## Gruppo di compiti
**A)** Stabilisci se ciascuna affermazione concorda con il testo su Giovanni Pascoli, rispondendo sì o no e citando tra virgolette le parole del testo che lo dimostrano: (i) chi scrive ha sempre considerato Pascoli un mostro sacro della letteratura; (ii) chi scrive affronta ora il poeta per ottenere un bel voto; (iii) chi scrive prova soltanto timore di sbagliare.
**B)** Riporta fedelmente il passo del testo su Giovanni Pascoli che comincia con le parole "Non vi stupirete" e termina dopo "ci accompagni sempre.".
**C)** Prosegui il testo su Giovanni Pascoli, ripartendo subito dopo la sua ultima frase.

## Brano di testo

- - - -

Giovanni Pascoli, vita e opere del grande poeta Giovanni Pascoli, vita e opere del grande poeta
Giovanni Pascoli, vita e opere del grande poeta

Non vi stupirete se oggi vi dico che nell’affrontare il viaggio attraverso la vita e le opere di Giovanni Pascoli io provi un bel po’ di timore reverenziale per un poeta che ciclicamente mi sono ritrovata davanti sui libri della mia lunga carriera scolastica e che ho sempre considerato un mostro sacro della nostra letteratura. Oltre al timore di sbagliare, però, si aggiunge ora anche un sentimento di piacere nel riscoprire una figura come questa, e stavolta non per il dovere di un compito a casa nella speranza di strappare un bel voto, ma per la pura curiosità della riscoperta che, è l’augurio, spero mi e ci accompagni sempre.

- - - -

## Materiale fornito
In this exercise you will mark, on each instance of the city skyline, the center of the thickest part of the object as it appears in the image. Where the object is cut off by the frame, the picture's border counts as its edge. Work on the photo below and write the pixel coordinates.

- - - -

## Elenco delle risposte
**A)**
(i) Sì: "ho sempre considerato un mostro sacro della nostra letteratura".
(ii) No: "stavolta non per il dovere di un compito a casa nella speranza di strappare un bel voto, ma per la pura curiosità della riscoperta".
(iii) No: "Oltre al timore di sbagliare, però, si aggiunge ora anche un sentimento di piacere".

**B)**
Non vi stupirete se oggi vi dico che nell’affrontare il viaggio attraverso la vita e le opere di Giovanni Pascoli io provi un bel po’ di timore reverenziale per un poeta che ciclicamente mi sono ritrovata davanti sui libri della mia lunga carriera scolastica e che ho sempre considerato un mostro sacro della nostra letteratura. Oltre al timore di sbagliare, però, si aggiunge ora anche un sentimento di piacere nel riscoprire una figura come questa, e stavolta non per il dovere di un compito a casa nella speranza di strappare un bel voto, ma per la pura curiosità della riscoperta che, è l’augurio, spero mi e ci accompagni sempre.

**C)**
L’assassinio del padre Ruggero

Non si può, in un pezzo che ambisca a raccontare la vita del Pascoli, tralasciare il triste episodio della morte violenta di suo padre, date le conseguenze a tutto tondo che questo fatto ebbe su di lui.

Ruggero Pascoli è amministratore della tenuta La Torre che i principi Torlonia hanno a San Mauro di Romagna (provincia di Forlì), oggi nota come San Mauro Pascoli. Sposato con Caterina Vincenzi Allocatelli, ha con lei dieci figli, di cui il futuro poeta, Giovanni, è il quarto.

Un giorno – è il 10 agosto 1867 –  mentre torna a casa in calesse da Cesena, viene assassinato da una fucilata sparata, per così dire, da ignoti. Il suo delitto infatti, destinato a rimanere insoluto per dirla con un termine moderno, desta non pochi sospetti e ha fatto gridare al complotto già molti suoi contemporanei. All’epoca, tra l’altro, il fratello maggiore Giacomo era assessore comunale e sia lui che i fratelli minori furono minacciati di morte.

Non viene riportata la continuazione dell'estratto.